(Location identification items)
============================================================

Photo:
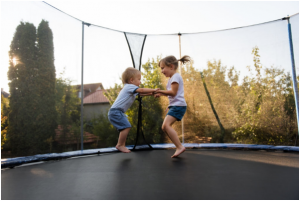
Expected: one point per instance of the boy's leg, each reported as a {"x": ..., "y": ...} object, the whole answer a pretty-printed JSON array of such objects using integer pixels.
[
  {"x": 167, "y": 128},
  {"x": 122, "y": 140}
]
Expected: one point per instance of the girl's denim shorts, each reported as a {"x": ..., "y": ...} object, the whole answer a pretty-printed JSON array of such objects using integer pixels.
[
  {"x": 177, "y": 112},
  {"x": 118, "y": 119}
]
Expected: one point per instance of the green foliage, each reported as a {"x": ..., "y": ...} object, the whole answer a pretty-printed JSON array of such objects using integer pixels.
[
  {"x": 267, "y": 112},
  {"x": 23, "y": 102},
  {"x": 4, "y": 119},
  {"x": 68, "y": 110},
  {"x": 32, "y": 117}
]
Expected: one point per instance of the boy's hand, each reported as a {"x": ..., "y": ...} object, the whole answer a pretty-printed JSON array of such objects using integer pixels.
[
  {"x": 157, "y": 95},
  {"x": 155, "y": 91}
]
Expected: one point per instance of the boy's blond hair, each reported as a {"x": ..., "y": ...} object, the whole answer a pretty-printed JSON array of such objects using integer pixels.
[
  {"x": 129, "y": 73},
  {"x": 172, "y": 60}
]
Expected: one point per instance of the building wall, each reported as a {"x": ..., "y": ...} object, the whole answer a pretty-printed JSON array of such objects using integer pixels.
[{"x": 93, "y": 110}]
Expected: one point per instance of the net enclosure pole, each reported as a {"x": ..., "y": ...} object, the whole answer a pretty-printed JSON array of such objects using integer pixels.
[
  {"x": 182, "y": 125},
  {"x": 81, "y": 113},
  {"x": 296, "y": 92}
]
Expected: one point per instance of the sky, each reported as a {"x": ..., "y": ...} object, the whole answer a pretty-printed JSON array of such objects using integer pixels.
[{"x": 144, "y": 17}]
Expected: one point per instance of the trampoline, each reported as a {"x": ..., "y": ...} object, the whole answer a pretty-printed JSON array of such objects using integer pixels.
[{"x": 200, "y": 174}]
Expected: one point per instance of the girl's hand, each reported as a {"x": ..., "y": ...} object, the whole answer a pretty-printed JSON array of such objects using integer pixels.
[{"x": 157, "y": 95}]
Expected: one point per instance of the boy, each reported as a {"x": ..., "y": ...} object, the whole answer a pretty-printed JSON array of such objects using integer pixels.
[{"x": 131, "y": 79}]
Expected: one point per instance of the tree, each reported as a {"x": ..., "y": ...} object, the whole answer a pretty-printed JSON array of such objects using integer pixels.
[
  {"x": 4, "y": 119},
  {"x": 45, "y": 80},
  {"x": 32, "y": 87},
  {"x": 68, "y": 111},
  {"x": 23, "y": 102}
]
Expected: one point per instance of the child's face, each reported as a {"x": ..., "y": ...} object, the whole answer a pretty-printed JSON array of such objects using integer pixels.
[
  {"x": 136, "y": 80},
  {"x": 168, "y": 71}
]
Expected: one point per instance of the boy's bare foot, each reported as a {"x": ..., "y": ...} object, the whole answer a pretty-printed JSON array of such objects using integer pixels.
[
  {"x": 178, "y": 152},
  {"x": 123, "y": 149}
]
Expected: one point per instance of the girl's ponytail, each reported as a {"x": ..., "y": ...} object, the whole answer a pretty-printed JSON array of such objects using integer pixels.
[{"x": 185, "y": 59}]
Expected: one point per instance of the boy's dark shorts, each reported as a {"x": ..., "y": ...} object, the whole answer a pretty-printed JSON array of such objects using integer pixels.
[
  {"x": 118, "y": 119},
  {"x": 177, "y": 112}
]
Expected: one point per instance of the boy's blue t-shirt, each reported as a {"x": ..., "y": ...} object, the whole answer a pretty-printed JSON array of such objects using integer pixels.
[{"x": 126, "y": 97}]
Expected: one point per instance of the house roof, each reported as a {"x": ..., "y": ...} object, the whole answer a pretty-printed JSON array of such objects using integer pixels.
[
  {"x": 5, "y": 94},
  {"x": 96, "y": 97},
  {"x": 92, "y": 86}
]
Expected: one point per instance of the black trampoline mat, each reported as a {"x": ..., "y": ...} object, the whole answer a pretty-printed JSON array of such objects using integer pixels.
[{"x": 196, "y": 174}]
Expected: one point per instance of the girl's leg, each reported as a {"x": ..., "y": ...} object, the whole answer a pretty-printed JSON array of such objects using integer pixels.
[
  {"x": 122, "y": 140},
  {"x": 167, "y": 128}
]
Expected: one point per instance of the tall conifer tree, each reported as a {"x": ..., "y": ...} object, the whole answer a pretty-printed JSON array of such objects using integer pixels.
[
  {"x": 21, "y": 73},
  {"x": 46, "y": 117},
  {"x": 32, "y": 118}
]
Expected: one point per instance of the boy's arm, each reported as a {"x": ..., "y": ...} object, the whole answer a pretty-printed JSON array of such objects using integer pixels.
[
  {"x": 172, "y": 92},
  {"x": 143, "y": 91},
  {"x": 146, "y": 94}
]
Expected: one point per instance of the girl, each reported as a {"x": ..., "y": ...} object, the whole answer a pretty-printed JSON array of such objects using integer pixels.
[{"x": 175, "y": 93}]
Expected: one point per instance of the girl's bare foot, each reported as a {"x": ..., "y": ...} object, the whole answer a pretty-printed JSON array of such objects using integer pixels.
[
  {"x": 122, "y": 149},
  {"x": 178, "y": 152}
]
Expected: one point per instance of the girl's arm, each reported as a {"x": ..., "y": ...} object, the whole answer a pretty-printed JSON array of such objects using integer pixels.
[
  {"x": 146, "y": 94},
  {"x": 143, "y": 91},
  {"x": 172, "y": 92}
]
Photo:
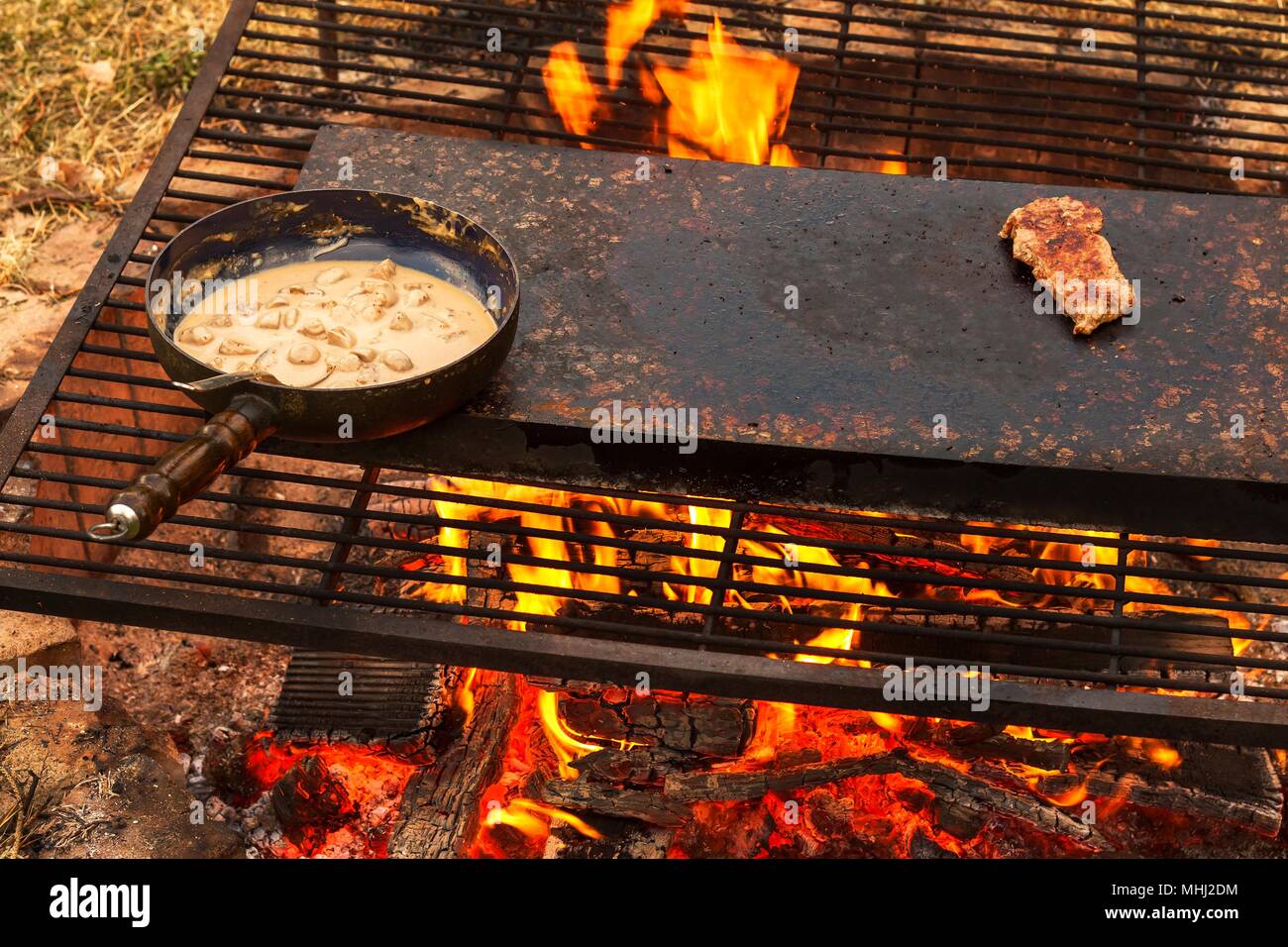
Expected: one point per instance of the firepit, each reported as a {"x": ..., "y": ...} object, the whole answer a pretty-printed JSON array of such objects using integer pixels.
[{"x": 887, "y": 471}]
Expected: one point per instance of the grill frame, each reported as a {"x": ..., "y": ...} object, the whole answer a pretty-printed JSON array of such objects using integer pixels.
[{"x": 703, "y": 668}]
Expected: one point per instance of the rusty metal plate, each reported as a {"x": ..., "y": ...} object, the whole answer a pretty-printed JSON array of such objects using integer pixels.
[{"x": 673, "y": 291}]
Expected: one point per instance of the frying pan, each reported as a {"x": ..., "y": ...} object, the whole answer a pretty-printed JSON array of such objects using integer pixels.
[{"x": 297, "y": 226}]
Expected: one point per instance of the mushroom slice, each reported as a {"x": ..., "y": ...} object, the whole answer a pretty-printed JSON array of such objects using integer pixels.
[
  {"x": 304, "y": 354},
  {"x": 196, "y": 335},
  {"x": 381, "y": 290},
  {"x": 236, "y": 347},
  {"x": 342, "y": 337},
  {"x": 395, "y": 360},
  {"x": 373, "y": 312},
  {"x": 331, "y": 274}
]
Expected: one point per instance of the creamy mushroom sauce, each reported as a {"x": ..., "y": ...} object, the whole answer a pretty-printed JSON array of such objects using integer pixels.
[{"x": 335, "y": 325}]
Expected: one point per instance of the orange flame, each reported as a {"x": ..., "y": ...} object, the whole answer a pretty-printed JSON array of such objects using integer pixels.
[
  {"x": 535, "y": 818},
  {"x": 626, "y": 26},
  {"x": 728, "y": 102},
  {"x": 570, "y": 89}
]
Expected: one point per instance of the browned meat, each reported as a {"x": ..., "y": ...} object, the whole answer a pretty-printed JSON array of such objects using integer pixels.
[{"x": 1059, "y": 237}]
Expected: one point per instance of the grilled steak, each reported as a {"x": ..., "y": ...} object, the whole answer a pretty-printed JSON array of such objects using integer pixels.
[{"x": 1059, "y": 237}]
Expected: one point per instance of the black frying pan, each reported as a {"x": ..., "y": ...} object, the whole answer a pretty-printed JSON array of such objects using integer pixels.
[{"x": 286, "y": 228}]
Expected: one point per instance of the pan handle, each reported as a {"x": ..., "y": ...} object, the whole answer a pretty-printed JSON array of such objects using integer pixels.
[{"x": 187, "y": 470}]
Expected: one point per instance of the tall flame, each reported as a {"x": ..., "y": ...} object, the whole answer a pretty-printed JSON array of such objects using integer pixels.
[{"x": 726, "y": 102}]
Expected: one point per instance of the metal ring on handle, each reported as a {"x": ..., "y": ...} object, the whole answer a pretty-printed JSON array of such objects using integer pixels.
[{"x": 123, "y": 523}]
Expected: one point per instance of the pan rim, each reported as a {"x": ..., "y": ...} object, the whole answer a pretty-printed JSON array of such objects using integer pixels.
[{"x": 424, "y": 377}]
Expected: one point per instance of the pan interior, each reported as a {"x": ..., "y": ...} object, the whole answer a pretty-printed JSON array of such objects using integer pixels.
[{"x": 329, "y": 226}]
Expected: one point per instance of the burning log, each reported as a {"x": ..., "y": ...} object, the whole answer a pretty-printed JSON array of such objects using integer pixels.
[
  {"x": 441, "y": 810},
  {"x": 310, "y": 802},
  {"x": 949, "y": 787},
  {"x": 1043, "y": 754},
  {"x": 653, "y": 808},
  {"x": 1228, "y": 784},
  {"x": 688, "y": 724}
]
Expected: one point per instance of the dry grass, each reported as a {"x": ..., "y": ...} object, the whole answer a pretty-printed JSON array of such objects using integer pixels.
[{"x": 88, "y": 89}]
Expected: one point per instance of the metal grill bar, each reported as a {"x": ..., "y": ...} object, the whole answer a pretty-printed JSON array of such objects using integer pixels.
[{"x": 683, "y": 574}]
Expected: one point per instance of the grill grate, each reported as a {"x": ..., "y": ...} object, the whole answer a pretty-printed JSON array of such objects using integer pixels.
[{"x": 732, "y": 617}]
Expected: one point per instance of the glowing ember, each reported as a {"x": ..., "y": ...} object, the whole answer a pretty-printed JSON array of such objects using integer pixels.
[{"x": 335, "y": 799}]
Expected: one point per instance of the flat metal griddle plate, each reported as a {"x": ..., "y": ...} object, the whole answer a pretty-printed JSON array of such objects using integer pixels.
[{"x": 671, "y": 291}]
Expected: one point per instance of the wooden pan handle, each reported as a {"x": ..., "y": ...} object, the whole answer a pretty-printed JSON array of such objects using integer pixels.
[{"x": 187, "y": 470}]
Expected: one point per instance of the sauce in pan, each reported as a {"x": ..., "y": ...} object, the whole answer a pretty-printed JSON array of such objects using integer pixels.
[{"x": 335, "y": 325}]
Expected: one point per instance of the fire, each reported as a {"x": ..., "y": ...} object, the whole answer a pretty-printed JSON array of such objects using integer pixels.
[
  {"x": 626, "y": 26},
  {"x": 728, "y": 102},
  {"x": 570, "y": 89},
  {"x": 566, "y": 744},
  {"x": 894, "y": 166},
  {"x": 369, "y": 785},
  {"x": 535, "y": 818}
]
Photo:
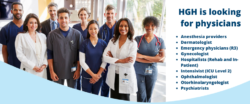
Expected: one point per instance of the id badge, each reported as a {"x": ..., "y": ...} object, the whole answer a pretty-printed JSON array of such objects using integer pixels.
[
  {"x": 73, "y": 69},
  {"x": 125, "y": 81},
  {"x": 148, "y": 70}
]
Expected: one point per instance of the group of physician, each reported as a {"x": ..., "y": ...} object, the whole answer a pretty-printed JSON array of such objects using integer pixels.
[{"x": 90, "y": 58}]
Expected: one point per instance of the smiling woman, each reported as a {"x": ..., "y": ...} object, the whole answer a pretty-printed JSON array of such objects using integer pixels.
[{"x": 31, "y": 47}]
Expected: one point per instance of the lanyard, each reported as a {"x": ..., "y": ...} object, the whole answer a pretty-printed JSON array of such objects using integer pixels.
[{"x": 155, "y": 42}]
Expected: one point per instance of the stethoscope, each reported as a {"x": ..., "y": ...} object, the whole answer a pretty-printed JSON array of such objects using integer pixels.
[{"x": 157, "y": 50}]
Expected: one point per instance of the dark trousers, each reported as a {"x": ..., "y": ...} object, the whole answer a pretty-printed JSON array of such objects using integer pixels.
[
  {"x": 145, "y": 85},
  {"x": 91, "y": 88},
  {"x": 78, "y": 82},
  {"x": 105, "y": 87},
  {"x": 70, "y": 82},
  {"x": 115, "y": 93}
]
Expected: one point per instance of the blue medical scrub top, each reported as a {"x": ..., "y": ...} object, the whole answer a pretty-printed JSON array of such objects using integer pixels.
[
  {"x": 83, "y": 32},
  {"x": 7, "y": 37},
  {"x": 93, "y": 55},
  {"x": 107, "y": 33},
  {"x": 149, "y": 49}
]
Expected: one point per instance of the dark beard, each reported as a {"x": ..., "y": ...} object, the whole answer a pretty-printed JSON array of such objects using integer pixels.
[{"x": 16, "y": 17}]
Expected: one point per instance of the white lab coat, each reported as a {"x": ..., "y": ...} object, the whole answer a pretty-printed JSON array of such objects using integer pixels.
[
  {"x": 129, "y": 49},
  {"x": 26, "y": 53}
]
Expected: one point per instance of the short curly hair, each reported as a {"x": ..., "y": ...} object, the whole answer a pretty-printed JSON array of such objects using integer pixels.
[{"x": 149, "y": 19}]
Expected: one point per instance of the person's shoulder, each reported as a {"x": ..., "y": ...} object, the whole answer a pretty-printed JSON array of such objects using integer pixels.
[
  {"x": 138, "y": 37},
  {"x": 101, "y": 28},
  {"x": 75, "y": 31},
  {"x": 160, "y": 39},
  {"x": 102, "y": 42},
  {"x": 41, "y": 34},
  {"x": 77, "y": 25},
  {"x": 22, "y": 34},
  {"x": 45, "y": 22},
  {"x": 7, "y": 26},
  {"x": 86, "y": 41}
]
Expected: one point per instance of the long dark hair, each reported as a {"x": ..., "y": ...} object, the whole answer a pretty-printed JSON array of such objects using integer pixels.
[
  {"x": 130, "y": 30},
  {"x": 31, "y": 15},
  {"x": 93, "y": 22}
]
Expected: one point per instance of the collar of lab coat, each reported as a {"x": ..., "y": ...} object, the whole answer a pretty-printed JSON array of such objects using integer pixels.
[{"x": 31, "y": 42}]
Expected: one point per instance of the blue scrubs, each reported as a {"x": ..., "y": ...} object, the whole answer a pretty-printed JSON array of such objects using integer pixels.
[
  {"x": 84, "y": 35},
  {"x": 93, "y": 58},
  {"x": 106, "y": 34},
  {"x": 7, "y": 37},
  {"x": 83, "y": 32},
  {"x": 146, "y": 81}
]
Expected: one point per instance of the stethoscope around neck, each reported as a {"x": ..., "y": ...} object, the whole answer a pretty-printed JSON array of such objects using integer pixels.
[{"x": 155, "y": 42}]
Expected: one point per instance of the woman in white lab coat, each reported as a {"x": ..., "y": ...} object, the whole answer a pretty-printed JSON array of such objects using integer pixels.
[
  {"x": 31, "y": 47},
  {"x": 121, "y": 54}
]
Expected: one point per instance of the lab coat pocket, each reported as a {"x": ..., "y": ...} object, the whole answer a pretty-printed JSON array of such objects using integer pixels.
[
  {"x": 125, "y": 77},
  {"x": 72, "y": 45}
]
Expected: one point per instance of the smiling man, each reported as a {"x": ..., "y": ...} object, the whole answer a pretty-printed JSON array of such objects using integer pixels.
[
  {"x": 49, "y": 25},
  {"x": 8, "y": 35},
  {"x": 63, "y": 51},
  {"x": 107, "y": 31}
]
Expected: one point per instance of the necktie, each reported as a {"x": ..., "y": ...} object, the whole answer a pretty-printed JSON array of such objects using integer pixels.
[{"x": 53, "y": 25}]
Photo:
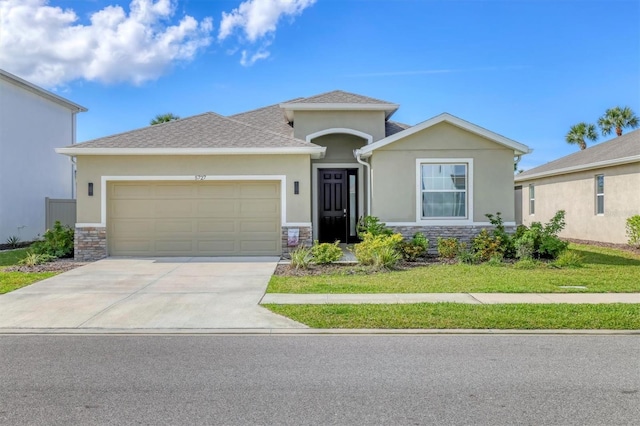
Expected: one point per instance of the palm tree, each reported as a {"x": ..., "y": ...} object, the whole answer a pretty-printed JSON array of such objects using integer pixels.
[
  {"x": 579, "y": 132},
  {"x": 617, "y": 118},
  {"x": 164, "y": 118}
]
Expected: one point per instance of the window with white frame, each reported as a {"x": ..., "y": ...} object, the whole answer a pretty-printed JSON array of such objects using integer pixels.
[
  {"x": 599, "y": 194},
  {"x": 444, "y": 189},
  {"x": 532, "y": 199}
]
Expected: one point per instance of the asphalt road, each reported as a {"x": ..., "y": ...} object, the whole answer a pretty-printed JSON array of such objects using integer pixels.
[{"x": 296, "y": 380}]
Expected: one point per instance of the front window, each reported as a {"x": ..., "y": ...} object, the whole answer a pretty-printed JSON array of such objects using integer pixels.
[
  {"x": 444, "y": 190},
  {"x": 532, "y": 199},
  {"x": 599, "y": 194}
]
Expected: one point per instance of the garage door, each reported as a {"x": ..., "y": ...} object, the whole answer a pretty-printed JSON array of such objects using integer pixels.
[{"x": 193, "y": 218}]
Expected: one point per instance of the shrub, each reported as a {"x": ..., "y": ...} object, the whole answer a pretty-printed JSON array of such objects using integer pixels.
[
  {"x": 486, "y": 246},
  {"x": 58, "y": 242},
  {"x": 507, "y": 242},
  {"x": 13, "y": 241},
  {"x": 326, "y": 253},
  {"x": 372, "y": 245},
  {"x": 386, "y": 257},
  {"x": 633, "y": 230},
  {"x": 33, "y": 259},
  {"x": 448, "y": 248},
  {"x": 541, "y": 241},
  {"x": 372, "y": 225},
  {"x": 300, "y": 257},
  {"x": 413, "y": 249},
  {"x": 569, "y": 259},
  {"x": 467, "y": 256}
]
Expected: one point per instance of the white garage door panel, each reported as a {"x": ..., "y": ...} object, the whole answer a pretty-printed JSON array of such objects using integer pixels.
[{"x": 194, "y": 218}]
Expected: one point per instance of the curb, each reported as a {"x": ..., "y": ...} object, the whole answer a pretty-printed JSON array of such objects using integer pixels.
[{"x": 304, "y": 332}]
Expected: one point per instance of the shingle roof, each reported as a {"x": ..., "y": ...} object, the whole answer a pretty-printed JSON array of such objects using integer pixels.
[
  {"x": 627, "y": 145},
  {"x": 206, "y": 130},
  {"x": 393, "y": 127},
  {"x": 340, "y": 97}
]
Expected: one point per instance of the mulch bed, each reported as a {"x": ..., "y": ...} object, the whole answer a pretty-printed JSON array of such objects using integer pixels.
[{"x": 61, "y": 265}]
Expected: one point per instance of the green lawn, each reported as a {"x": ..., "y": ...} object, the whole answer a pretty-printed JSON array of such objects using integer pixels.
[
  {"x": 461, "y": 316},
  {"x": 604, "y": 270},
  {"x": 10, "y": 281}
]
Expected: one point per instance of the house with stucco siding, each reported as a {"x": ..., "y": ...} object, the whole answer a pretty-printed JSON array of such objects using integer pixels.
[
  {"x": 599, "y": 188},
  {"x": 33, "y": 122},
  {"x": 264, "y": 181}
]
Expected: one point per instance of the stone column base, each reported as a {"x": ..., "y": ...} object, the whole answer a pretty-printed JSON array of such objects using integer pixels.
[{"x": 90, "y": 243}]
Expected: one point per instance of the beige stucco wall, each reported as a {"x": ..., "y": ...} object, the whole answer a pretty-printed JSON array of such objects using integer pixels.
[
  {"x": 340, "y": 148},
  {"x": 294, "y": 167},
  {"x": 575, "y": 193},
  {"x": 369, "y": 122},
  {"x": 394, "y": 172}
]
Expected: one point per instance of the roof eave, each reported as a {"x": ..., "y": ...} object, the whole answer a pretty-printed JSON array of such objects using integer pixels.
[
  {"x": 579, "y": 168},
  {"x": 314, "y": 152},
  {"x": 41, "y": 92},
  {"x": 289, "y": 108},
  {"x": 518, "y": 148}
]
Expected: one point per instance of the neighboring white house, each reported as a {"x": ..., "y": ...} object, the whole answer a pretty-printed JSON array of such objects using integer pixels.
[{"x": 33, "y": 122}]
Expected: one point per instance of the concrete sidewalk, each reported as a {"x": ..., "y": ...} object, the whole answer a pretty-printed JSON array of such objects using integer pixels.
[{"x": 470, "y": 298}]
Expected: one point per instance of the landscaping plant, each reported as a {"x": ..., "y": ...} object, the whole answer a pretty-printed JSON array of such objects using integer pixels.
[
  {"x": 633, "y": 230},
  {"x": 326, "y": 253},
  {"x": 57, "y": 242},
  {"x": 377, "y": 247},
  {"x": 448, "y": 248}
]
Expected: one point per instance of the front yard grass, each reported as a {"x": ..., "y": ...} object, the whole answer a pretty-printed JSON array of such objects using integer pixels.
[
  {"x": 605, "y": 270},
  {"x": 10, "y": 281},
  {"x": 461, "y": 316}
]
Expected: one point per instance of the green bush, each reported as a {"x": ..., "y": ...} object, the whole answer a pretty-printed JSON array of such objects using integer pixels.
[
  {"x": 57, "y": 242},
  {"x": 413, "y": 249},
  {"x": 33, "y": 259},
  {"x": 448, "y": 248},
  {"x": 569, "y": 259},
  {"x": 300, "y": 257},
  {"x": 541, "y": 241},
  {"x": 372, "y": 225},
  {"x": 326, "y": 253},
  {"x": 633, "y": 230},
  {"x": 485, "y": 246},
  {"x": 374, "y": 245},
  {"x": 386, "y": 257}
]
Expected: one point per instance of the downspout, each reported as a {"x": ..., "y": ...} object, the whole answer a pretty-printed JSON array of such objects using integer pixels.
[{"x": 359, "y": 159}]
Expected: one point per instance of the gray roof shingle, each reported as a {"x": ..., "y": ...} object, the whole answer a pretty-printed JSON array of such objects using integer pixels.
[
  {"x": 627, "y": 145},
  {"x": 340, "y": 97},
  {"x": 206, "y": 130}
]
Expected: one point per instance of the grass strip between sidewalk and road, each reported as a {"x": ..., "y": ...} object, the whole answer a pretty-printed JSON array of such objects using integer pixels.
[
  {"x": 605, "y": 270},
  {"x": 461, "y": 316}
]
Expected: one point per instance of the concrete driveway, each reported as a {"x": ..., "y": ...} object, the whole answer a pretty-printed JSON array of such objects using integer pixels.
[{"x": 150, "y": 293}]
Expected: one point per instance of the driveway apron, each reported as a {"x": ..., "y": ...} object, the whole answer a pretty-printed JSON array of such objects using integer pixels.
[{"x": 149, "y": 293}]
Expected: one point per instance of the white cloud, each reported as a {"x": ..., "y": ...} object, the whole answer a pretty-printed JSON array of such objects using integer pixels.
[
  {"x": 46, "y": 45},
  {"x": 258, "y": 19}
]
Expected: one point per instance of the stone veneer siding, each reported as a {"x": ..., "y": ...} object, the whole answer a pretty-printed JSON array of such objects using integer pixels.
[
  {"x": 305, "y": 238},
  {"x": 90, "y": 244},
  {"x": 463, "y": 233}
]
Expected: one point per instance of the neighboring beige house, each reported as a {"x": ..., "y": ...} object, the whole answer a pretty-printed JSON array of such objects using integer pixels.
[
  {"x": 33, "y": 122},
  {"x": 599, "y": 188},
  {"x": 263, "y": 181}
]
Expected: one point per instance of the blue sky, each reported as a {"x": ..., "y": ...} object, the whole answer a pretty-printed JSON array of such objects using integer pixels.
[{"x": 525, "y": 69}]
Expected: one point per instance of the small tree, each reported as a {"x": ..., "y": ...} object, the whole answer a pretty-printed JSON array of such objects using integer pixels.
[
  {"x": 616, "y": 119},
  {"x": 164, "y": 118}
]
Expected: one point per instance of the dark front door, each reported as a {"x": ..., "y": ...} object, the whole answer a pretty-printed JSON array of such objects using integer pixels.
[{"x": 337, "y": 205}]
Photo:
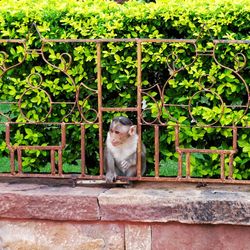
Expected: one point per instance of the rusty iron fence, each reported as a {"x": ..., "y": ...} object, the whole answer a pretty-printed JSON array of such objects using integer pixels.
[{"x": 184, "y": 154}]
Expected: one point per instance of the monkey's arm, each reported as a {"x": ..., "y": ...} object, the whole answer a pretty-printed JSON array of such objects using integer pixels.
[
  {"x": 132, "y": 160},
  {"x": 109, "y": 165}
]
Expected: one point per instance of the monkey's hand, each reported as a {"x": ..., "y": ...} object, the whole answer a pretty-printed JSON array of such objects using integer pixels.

============================================================

-- Instructions for the task --
Quote only the lines from the line containing "Expected: one point per instance of the monkey's arm, each" through the end of the listing, please, keeping both the first and the last line.

-- Output below --
Expected: one point per instance of the monkey's arm, each reported as a {"x": ..., "y": ...} object, the whole answer a pretty-printed JSON array of such objects using integer pixels.
[
  {"x": 132, "y": 160},
  {"x": 109, "y": 165}
]
Expected: one point per instance of the monkey's hand, each reported as a {"x": ..., "y": ...} object, the whole answer a pretty-printed JSON array of such objects using integer pixels.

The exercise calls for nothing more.